- [PROBLEMS TO WORK ON]
**a.** Answer these questions from the post on effective instruction:
(i) Who presented the 10 principles, and in what year?
(ii) What does the post name as a major factor in students dropping out of school?
(iii) Under the principle on content coverage, what is named as a factor for youth at risk?
**b.** Print the passage of the post on effective instruction starting at "1. Active Engagement" and ending at "out of school.".
**c.** Translate this sentence from the post on effective instruction into Spanish: "Teachers must provide students the opportunity to experience academic success early and regularly."

- [TEXT]
'''
Monday, January 21, 2008

EFFECTIVE INSTRUCTION AND SCHOOL ENGAGEMENT

The importance of organization, delivery and time for students to learn specific material is crucial to increasing student engagement in school.

Williams-Bost and Riccomini (2006) have presented 10 principles for implementation of effective instruction to increase engagement for students with disabilities.

1. Active Engagement
The definition of active engagement is the amount of time students are actively engaged in relevant instructional tasks. The amount of time students actively engage can be increased using effective design and delivery of lessons, selection of interesting materials that are culturally relevant and appropriate to the students’ instructional levels, offering a variety of opportunities for student responses and reinforcing class participation.

2. Provide the Experience of Success
Teachers must provide students the opportunity to experience academic success early and regularly. Matching students’ level and task assignments is crucial to providing successful outcomes. Low academic achievement is a major factor in students dropping out of school.

3. Content Coverage and Opportunity to Learn
Deliver the content in the curriculum or classroom so students have the time to learn the content. Addressing absenteeism as a factor for youth at risk by assuring the content is engaging for students. The delivery of instruction is important to consider if students are disengaged.
'''
- [GIVEN INFORMATION]
'''
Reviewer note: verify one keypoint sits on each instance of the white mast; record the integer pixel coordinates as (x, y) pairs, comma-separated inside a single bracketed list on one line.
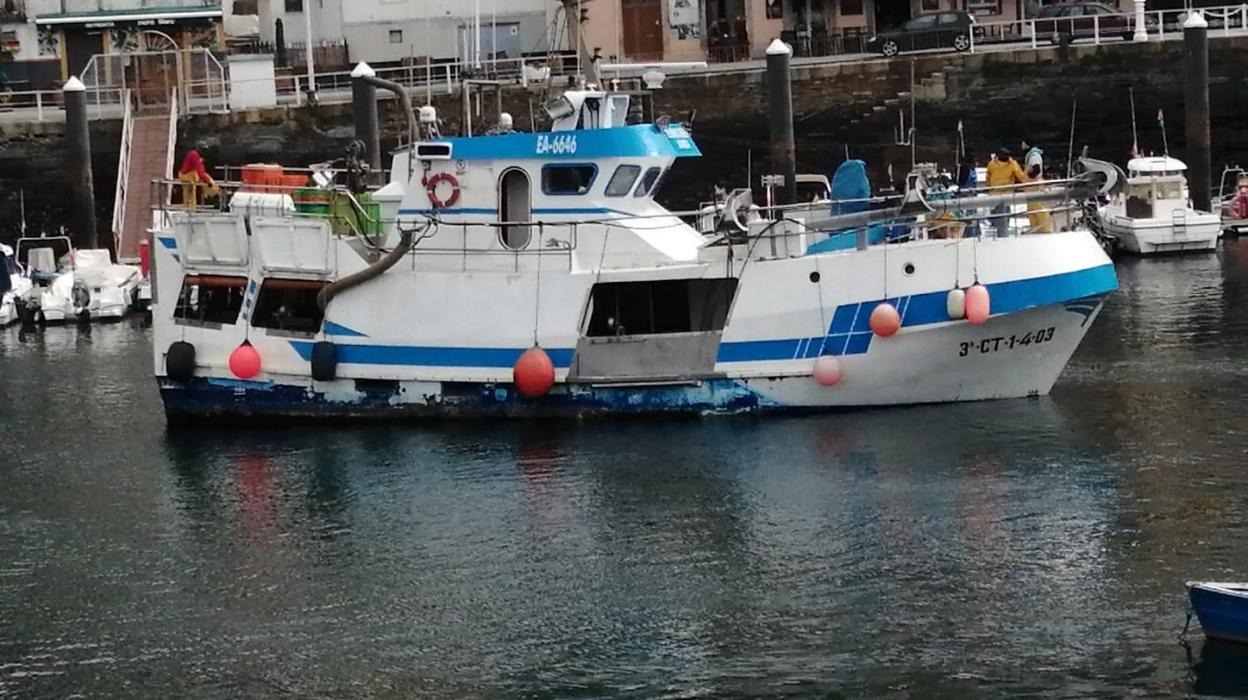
[(307, 30)]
'''
- [WORKED ANSWERS]
**a.**
(i) Williams-Bost and Riccomini, in 2006.
(ii) Low academic achievement.
(iii) Absenteeism.

**b.**
1. Active Engagement
The definition of active engagement is the amount of time students are actively engaged in relevant instructional tasks. The amount of time students actively engage can be increased using effective design and delivery of lessons, selection of interesting materials that are culturally relevant and appropriate to the students’ instructional levels, offering a variety of opportunities for student responses and reinforcing class participation.

2. Provide the Experience of Success
Teachers must provide students the opportunity to experience academic success early and regularly. Matching students’ level and task assignments is crucial to providing successful outcomes. Low academic achievement is a major factor in students dropping out of school.

**c.** Los maestros deben brindar a los estudiantes la oportunidad de experimentar el éxito académico de manera temprana y regular.